PSIM (last sentence of Section IV):

I shall, therefore, provisionally assume that although behaviouristics and neurophysiology remain distinctive sciences, the correlational content of behaviouristics points to a structure of postulated processes and principles which telescope together with those of neurophysiological theory, with all the consequences which this entails. On this assumption, if we trace out these consequences, the scientific image of man turns out to be that of a complex physical system.



PSIM (Section VI):

Thus our concept of ‘what thoughts are’ might, like our concept of what a castling is in chess, be abstract in the sense that it does not concern itself with the intrinsic character of thoughts, save as items which can occur in patterns of relationships which are analogous to the way in which sentences are related to one another and to the contexts in which they are used.

Now if thoughts are items which are conceived in terms of the roles they play, then there is no barrier in principle to the identification of conceptual thinking with neurophysiological process.


  1. Passages about the need to add some version of the intentional framework to the scientific one (from handout):

PSIM (end of essay) [bolding added]:

There would remain the task of showing that categories pertaining to man as a person who finds himself confronted by standards (ethical, logical, etc.) which often conflict with his desires and impulses, and to which he may or may not conform, can be reconciled with the idea that man is what science says he is.

At first sight there would seem to be only one way of recapturing the specifically human within the framework of the scientific image. The categories of the person might be reconstructed without loss in terms of the fundamental concepts of the scientific image in a way analogous to that in which the concepts of biochemistry are (in principle) reconstructed in terms of sub-atomic physics…
[I]t can, I believe, be conclusively shown that such a reconstruction is in principle impossible, the impossibility in question being a strictly logical one…

To say that a certain person desired to do A, thought it his duty to do B but was forced to do C, is not to describe him as one might describe a scientific specimen. One does, indeed, describe him, but one does something more. And it is this something more which is the irreducible core of the framework of persons.

In what does this something more consist?...To think of a featherless biped as a person is to think of it as a being with which one is bound up in a network of rights and duties. From this point of view, the irreducibility of the personal is the irreducibility of the ‘ought’ to the ‘is’…
[T]o recognize a featherless biped or dolphin or Martian as a person requires that one think thoughts of the form, ‘We (one) shall do (or abstain from doing) actions of kind A in circumstances of kind C’, To think thoughts of this kind is not to classify or explain, but to rehearse an intention.

EXCERPTED DATA
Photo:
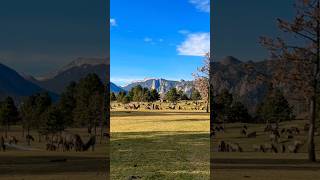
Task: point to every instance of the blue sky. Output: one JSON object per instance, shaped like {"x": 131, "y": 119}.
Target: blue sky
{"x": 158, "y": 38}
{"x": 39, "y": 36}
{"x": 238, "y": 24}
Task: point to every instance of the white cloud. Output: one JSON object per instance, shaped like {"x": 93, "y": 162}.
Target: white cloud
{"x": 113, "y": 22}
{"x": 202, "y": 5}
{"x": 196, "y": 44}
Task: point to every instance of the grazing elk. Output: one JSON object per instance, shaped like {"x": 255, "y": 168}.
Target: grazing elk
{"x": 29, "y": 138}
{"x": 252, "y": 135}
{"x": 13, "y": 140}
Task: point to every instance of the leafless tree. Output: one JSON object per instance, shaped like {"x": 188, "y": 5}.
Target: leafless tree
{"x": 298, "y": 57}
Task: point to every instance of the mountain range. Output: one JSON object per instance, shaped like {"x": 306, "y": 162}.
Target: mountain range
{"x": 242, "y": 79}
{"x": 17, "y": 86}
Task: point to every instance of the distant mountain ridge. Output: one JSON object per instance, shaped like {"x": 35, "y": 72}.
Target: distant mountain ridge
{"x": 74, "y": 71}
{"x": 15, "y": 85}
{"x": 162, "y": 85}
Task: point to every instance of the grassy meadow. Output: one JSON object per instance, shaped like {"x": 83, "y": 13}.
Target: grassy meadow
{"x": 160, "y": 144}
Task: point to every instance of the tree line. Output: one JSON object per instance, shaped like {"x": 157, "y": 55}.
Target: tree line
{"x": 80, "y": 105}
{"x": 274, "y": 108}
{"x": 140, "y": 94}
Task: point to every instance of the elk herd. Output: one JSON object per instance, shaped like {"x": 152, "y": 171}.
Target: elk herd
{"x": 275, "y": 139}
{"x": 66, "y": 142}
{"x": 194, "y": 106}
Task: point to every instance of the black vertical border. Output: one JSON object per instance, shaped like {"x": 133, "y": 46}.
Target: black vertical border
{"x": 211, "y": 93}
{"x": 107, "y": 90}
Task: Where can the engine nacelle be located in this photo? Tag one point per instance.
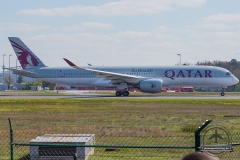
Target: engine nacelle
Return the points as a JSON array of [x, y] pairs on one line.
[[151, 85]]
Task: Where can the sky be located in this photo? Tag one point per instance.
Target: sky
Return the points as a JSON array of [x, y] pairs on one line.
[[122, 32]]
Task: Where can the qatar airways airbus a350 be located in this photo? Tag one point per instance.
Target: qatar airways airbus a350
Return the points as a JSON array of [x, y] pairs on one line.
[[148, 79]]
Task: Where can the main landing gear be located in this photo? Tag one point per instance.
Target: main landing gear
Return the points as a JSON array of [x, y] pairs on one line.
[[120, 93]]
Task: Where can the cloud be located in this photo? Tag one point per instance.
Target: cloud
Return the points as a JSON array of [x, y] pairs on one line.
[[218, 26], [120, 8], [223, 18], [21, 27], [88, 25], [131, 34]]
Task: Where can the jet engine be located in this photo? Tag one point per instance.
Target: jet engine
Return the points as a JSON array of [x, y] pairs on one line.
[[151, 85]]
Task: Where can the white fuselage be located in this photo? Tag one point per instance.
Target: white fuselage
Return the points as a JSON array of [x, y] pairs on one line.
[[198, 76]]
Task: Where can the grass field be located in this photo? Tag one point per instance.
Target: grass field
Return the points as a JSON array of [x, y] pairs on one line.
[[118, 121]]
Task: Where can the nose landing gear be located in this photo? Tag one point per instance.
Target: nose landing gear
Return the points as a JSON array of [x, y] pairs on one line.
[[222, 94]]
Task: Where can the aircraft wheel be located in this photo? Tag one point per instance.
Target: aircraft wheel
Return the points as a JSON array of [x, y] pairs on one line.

---

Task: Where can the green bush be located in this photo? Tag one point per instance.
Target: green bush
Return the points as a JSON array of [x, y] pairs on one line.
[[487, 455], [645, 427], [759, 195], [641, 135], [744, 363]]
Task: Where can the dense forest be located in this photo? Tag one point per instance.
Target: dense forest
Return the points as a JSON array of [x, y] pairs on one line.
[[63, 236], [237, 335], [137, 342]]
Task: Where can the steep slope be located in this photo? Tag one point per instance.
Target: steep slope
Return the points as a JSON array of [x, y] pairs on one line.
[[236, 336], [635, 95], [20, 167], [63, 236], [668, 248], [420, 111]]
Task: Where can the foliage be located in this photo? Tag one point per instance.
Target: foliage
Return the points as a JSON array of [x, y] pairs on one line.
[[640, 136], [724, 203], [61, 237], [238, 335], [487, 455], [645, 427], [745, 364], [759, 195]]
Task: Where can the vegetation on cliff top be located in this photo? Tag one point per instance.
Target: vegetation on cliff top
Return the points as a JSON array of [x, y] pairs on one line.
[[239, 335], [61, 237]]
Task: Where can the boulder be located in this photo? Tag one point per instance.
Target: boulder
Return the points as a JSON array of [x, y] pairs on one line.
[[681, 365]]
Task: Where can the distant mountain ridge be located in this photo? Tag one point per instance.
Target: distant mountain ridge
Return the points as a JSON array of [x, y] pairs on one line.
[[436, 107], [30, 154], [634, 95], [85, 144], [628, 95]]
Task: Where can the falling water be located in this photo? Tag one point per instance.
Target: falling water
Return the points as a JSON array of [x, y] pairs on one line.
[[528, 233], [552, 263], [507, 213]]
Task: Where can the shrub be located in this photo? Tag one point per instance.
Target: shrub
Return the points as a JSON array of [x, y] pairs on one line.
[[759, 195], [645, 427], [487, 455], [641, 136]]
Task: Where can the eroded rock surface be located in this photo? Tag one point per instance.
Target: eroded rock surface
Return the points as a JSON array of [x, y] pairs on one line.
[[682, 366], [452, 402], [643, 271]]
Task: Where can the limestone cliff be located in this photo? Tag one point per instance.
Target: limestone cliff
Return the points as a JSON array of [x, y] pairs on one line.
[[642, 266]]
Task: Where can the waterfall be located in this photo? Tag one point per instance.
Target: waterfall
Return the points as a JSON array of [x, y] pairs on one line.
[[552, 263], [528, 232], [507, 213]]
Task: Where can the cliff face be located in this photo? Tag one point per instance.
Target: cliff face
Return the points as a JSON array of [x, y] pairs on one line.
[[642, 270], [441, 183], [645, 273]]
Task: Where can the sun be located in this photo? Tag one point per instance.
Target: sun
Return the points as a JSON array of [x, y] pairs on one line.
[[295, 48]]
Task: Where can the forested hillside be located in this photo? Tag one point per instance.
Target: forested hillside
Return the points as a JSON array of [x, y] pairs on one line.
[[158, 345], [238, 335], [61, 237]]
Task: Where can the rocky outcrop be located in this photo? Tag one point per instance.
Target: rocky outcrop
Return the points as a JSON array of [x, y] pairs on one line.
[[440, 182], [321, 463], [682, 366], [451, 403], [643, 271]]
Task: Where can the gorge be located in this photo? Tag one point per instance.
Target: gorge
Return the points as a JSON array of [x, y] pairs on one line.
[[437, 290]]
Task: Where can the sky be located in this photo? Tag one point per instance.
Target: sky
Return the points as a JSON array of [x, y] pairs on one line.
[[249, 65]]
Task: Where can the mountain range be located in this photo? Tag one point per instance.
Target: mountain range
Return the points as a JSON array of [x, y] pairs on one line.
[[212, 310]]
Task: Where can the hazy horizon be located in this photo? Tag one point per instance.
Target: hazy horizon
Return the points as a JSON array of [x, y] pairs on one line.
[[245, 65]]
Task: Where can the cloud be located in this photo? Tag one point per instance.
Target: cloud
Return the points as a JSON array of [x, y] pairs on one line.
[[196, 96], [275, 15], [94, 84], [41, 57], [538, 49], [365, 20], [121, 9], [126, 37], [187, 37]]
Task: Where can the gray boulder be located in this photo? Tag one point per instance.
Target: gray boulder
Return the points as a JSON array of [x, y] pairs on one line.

TASK SET
(1) From the excerpts on the scientific image of man, extract the passage that begins at the words "PSIM (last sentence" and stops after "complex physical system.".
(2) Answer these questions using the excerpts on the scientific image of man:
(a) According to the last sentence of Section IV, what does the scientific image of man turn out to be?
(b) In Section VI, to what is the concept of what thoughts are compared?
(c) What is the irreducibility of the personal said to be?
(3) Proceed with the excerpts on the scientific image of man, writing on from their final sentence.
The lines above play no part in this work.

ANSWERS TO THE EXERCISE
(1)
PSIM (last sentence of Section IV):

I shall, therefore, provisionally assume that although behaviouristics and neurophysiology remain distinctive sciences, the correlational content of behaviouristics points to a structure of postulated processes and principles which telescope together with those of neurophysiological theory, with all the consequences which this entails. On this assumption, if we trace out these consequences, the scientific image of man turns out to be that of a complex physical system.

(2)
(a) That of a complex physical system.
(b) The concept of what a castling is in chess.
(c) The irreducibility of the 'ought' to the 'is'.

(3)
Thus the conceptual framework of persons is the framework in which we think of one another as sharing the community intentions which provide the ambience of principles and standards (above all, those which make meaningful discourse and rationality itself possible) within which we live our own individual lives. A person can almost be defined as a being that has intentions. Thus the conceptual framework of persons is not something that needs to be reconciled with the scientific image, but rather something to be joined to it. Thus, to complete the scientific image we need to enrich it not with more ways of saying what is the case, but with the language of community and individual intentions, so that by construing the actions we intend to do and the circumstances in which we intend to do them in scientific terms, we directly relate the world as conceived by scientific theory to our purposes, and make it our world and no longer an alien appendage to the world in which we do our living.



  1. Writing as he was, in the prehistory of the development of our ideas about functionalism, Sellars was not in a position to avail himself of the apparatus of Ramsifying theories to specify functional roles. So he could not use that way of making explicit his strategy for reconciling the three elements of his apparently inconsistent triad:

    1. The scientia mensura, privileging science ontologically over all other vocabularies within the dimension of describing and explaining.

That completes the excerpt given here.